Work request. Find the line containing "Provide the segmentation of every instance of the white cloud". Reproduce it and every line after it up to the end of the records, exactly as written.

_ _ _

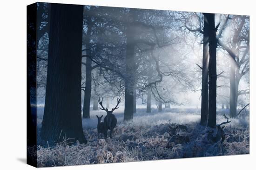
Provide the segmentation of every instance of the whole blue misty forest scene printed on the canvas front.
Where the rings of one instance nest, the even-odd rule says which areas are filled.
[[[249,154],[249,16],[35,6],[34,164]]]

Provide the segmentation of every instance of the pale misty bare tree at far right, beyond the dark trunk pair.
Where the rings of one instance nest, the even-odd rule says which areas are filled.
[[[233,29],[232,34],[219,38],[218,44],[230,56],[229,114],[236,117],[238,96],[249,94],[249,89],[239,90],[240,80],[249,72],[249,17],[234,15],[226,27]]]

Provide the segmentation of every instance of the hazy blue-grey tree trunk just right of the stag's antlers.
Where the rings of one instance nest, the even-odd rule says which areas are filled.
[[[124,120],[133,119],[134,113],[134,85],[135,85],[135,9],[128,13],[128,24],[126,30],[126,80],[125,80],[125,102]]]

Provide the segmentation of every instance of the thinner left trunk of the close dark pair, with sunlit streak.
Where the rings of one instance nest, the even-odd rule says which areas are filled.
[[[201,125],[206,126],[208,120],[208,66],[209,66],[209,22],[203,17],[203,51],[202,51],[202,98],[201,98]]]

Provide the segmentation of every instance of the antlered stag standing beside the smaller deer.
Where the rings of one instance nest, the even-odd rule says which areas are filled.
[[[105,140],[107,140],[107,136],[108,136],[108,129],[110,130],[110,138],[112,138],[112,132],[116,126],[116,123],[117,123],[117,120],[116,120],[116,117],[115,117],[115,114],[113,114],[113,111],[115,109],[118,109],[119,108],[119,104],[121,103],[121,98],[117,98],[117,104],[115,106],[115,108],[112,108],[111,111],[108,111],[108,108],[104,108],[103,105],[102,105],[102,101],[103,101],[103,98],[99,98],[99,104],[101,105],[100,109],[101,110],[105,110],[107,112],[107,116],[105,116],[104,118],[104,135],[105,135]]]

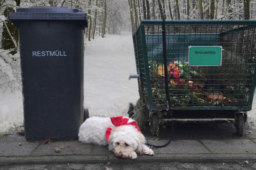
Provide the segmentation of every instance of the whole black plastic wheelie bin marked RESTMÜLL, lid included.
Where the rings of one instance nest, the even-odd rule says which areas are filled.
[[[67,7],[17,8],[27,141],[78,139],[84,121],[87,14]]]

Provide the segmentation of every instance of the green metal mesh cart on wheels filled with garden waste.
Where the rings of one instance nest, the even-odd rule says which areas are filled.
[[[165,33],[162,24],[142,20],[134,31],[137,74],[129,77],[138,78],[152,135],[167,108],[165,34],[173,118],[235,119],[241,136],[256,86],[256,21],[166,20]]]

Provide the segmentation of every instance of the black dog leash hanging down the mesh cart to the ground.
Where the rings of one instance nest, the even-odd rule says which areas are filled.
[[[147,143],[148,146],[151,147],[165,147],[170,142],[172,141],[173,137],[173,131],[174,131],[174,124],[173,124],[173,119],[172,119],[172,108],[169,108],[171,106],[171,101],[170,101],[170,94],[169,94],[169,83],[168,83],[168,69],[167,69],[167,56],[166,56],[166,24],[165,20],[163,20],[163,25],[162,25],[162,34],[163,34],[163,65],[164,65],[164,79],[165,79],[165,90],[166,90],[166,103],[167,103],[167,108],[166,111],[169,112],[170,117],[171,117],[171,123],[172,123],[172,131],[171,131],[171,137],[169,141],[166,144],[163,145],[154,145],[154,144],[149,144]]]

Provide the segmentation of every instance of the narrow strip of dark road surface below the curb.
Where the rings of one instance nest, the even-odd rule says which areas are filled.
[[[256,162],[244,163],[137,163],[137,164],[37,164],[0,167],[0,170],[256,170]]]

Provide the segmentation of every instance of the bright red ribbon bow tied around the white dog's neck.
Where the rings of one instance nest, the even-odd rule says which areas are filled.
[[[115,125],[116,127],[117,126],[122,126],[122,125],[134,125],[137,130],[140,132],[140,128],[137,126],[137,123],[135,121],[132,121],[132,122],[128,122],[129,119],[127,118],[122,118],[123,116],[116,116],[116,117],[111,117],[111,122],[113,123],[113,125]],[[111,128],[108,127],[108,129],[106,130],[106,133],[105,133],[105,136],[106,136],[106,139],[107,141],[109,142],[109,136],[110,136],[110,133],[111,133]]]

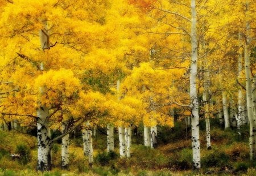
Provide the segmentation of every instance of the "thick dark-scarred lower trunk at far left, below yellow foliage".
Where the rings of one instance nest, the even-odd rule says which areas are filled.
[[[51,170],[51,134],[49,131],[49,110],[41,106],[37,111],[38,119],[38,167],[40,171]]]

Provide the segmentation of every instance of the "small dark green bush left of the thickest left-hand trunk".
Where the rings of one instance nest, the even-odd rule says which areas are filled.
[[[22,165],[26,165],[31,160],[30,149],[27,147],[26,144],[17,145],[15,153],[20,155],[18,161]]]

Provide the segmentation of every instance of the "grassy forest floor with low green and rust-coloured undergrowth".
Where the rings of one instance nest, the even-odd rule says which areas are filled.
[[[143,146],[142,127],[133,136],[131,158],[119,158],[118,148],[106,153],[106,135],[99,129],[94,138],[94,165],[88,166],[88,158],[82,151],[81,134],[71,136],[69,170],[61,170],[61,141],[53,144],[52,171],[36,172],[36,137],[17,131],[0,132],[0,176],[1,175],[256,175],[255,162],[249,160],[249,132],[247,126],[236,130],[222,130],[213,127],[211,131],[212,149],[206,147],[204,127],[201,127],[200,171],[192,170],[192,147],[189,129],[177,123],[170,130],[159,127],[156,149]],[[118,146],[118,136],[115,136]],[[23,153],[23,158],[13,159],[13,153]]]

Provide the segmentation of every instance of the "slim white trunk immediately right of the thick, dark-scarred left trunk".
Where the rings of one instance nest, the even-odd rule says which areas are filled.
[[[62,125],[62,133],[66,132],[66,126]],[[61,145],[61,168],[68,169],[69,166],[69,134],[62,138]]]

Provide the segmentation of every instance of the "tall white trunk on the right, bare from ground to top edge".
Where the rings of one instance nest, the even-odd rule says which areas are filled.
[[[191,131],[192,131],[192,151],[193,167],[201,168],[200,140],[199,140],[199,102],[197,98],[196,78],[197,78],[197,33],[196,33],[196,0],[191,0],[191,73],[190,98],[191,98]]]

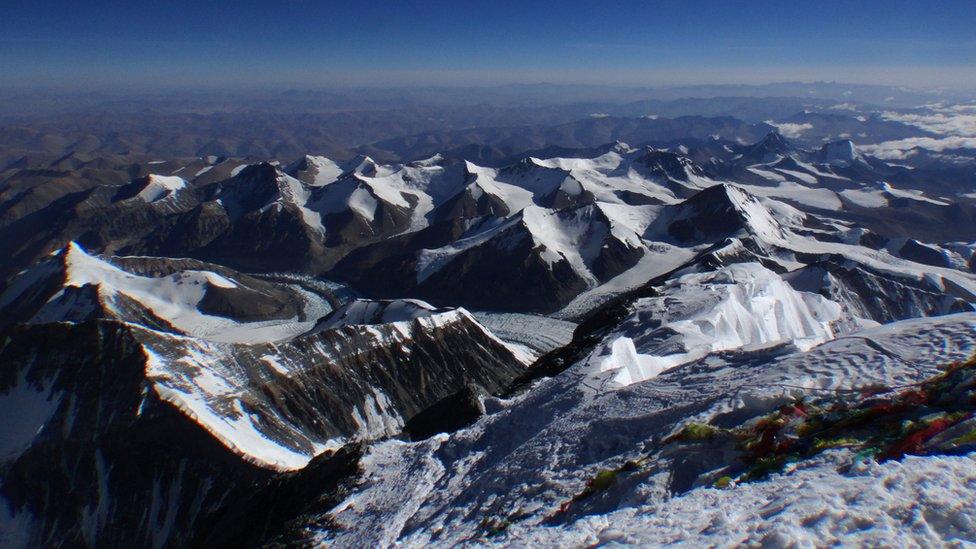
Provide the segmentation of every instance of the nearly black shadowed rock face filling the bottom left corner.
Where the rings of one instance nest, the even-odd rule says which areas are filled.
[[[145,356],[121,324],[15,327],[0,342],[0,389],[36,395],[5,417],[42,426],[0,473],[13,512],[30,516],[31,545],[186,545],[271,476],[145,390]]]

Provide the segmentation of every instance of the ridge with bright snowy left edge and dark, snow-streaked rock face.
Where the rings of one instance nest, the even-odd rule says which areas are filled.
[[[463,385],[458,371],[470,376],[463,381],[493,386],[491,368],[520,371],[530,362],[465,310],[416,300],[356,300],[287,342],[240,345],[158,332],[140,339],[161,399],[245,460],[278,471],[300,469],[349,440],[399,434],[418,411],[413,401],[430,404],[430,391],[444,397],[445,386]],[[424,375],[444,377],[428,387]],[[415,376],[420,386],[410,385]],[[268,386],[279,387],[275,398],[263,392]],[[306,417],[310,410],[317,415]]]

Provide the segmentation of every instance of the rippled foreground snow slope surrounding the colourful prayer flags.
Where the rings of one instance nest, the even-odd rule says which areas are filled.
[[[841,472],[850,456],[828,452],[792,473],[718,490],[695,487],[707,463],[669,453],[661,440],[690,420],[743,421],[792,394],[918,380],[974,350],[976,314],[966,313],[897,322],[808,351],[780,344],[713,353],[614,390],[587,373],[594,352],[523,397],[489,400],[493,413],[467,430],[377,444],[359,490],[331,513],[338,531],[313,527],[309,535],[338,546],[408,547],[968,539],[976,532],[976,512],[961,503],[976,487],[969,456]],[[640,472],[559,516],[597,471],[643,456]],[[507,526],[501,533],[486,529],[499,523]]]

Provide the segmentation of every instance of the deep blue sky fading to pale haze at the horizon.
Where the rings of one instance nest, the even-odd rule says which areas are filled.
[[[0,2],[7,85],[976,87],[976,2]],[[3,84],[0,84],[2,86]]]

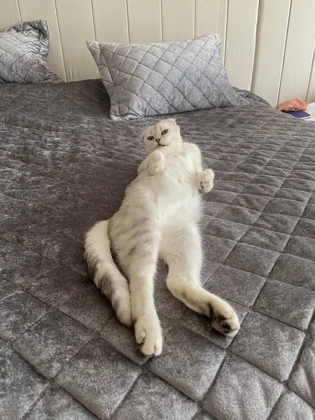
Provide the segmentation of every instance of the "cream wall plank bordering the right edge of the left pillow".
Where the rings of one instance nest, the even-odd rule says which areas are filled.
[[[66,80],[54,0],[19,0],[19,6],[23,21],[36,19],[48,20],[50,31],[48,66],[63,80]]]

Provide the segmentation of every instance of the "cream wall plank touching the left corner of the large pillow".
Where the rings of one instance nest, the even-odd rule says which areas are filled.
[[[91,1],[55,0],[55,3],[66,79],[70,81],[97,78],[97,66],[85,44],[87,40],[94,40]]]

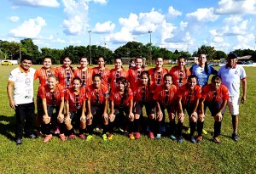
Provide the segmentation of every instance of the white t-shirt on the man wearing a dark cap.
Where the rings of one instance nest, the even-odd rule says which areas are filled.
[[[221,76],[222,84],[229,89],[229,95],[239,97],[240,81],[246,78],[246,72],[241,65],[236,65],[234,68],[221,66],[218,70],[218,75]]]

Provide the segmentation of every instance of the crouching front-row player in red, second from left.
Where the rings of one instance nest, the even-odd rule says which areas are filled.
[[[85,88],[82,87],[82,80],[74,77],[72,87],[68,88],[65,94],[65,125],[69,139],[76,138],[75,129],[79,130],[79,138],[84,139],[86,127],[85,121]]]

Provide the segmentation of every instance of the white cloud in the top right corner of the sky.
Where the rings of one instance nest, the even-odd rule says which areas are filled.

_ _ _

Exercise solution.
Provide the segmentation of every instance of the white cloud in the top right corner of the sky.
Where the rings of one instance nest, the even-odd rule says which areas are filled.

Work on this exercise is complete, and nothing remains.